## DATASET EXTRACT
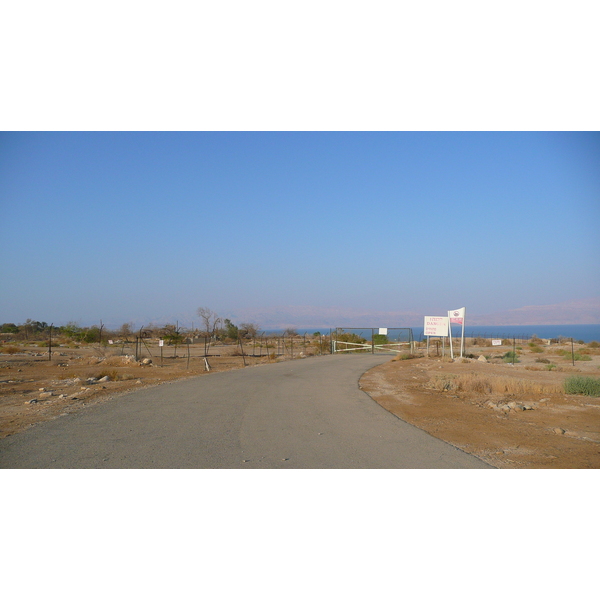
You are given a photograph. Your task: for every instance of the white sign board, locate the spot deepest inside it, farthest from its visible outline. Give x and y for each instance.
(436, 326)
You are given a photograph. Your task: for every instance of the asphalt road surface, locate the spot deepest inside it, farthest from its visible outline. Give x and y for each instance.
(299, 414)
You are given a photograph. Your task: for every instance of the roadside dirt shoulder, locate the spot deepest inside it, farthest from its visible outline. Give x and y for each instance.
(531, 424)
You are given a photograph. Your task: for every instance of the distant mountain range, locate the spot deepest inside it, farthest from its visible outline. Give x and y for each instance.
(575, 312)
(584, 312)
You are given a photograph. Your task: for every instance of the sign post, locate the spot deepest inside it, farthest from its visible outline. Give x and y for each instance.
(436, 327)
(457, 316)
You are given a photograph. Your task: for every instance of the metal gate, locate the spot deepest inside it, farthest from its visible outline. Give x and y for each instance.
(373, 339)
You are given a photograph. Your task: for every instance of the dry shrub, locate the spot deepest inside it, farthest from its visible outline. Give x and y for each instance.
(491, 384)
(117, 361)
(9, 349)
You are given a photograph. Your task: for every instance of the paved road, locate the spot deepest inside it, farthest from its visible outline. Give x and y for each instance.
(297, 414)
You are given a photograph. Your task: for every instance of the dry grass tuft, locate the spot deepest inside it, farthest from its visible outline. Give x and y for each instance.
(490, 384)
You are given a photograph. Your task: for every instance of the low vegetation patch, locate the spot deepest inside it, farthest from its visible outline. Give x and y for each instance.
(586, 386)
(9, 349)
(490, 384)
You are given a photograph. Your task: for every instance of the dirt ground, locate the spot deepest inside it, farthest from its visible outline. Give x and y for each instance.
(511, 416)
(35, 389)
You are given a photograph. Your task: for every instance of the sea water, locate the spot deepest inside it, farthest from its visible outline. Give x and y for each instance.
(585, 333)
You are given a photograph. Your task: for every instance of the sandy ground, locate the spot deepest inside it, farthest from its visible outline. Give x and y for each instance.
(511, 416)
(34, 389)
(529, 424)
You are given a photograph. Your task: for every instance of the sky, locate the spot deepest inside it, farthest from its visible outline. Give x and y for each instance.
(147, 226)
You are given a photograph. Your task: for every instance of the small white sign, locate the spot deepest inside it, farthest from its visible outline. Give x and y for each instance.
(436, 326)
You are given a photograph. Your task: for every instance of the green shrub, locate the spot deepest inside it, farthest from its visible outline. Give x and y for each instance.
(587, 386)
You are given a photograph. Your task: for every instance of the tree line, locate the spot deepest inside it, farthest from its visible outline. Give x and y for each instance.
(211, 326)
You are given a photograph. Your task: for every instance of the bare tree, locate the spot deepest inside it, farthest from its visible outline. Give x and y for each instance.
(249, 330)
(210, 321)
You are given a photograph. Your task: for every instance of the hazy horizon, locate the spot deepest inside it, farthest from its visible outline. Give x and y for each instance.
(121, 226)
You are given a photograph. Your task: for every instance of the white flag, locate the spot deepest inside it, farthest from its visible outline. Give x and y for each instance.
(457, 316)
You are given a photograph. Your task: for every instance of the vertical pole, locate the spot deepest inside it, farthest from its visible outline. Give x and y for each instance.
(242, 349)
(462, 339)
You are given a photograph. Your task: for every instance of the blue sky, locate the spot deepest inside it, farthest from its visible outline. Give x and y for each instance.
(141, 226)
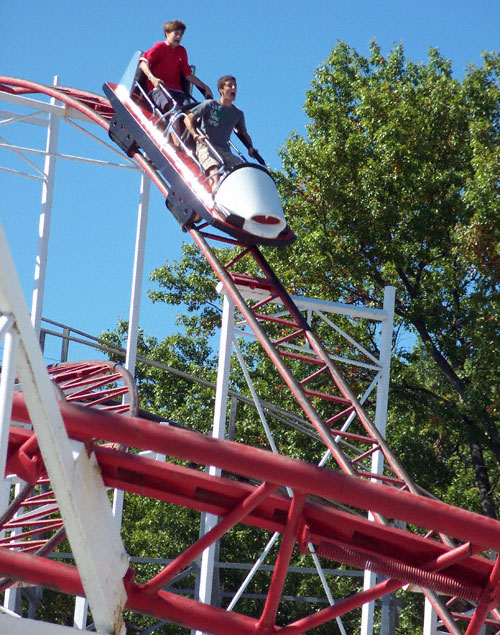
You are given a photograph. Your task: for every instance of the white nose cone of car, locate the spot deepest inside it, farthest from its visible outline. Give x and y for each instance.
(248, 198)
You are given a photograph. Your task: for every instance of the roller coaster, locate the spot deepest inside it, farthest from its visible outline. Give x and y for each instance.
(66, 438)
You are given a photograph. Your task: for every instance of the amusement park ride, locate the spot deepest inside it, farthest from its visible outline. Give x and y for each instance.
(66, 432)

## WHAT IS BEING ASKED
Once the pictures are removed, set down what remains of the entries above exactly.

## SOLUTION
You are given a photograph. Your task: for every instance of the white sign board, locate the spot deepest inside it, farthest from its visible outline. Give x and y for each instance.
(436, 326)
You are given a photograph. Your task: for every instance of the asphalt road surface, locate the spot deepest inside it, farthest from its visible outline. Give x and y for each instance.
(299, 414)
You are given a photograph. Your task: for every instance of the roadside dirt shoulder, locate the spot deepest inside it, farthest from its visible outline. Give x and y for each instance.
(531, 424)
You are given a photograph. Your task: for every instance of the distant mountain range, locate the spot deepest inside it, farthest from its visible outline. Give x and y for each instance.
(575, 312)
(584, 312)
You are given a photograph. Your task: for every instance of the sign post, locate the spot deepest inside it, farthest from its visible outline. Give x and y for each instance.
(436, 327)
(457, 316)
You are given a photograph. Your task: for every instance of the metal gate, locate the spot deepest inside it, farthest from its visible outline. Give x and y for each instance.
(373, 339)
You are given a photograph. Your task: for every instance of the dry shrub, locate the spot deepest inside it, farthest from its visible outline. Give x and y for each instance.
(491, 384)
(117, 361)
(9, 349)
You are given a photograph. Your task: for every instance of the paved road, locate the spot deepest inside it, farthest from its visible outline. Give x and y for each instance.
(297, 414)
You are given a photograph. Your task: for every instance of the dry grass tuft, locate the spot deepest inside it, farthest from its visible outline. Give x and y for each instance.
(490, 384)
You are given a photograph. Your task: for every instance of the low vegetation patch, locate the spot deepest inside it, farthest from its visible outline. Give x and y for each instance.
(586, 386)
(9, 349)
(490, 384)
You are given a photograph. Your task: for every instance of the dirt ground, locate the spot deepest inside it, farthest from its visible outline. Give x and y for each instance.
(511, 416)
(35, 389)
You are given a photograph. Your task: for every instance of the sea water, locate the spot deepest inside it, farthest from its visible outline. Give x and y for each instance.
(585, 333)
You are given a photograph. Your task: for every instance of the sandy ground, locate the spot deepest inside it, farthest from its visible outline. Give x and y for each instance.
(511, 416)
(34, 389)
(529, 424)
You are given a photograph. Your task: for every instance of the sky, locate the spot deepest inside it, farthest from its visible outline. Give x and y for each instance.
(147, 226)
You are given a photograph. Your task: for every instance of the small white sign, locate the spot deepest inside it, farthest from its visible outline. Give x and y for each instance.
(436, 326)
You are given a photograph. Your task: for every instance of the green shrub, locate the spot deepest inside it, farthest from its visible outline. Give x and y for each instance.
(587, 386)
You are given a photograph. Your task: for every instance of the tree line, locate the spot deepest inside it, farthest from its visible outline. Give x and y for each instance.
(211, 326)
You are given a photograph. Your task: for every instance of the bare tree, locate the spot deepest inside it, farthest from its visible outline. Give x and y for each instance.
(249, 330)
(210, 321)
You are given a photograph. Your task: for every instance of the hazy horizon, locate the spot deepest inside it, farthest from its visible outline. Give x and y for each instance.
(121, 226)
You are given a photograph. Your task: for every instance of the white flag, locate the spot deepest inside it, farthest from its visible outline. Give x and y for each instance.
(457, 316)
You are given a photograph. Your task: for every instance of the vertical pole, locate the spot deepest inside it, farthest from its visible outline. Give x and y for each instance.
(242, 349)
(462, 339)
You are given a photograph. Your task: for every instance of the blue sky, locate the spot deepest inside it, farthest from its visible outline. Give x and y for each instance.
(141, 226)
You are given a photograph. Your task: for every instance of the white nose cone of car, locate the spot deepest inside it, farthest from its visible outline. Give x and y for each instance.
(248, 198)
You are given a photograph. Your task: for every instance of the roller coaster, locate the spot deepest inside it, farthest from its visible outline. Give x and y for each instance.
(66, 438)
You are given a photograph. Your task: for every instance of the amusement park ride, locate the spot deepest inside it, farthest from its visible outline. Give x and y for each instance.
(66, 432)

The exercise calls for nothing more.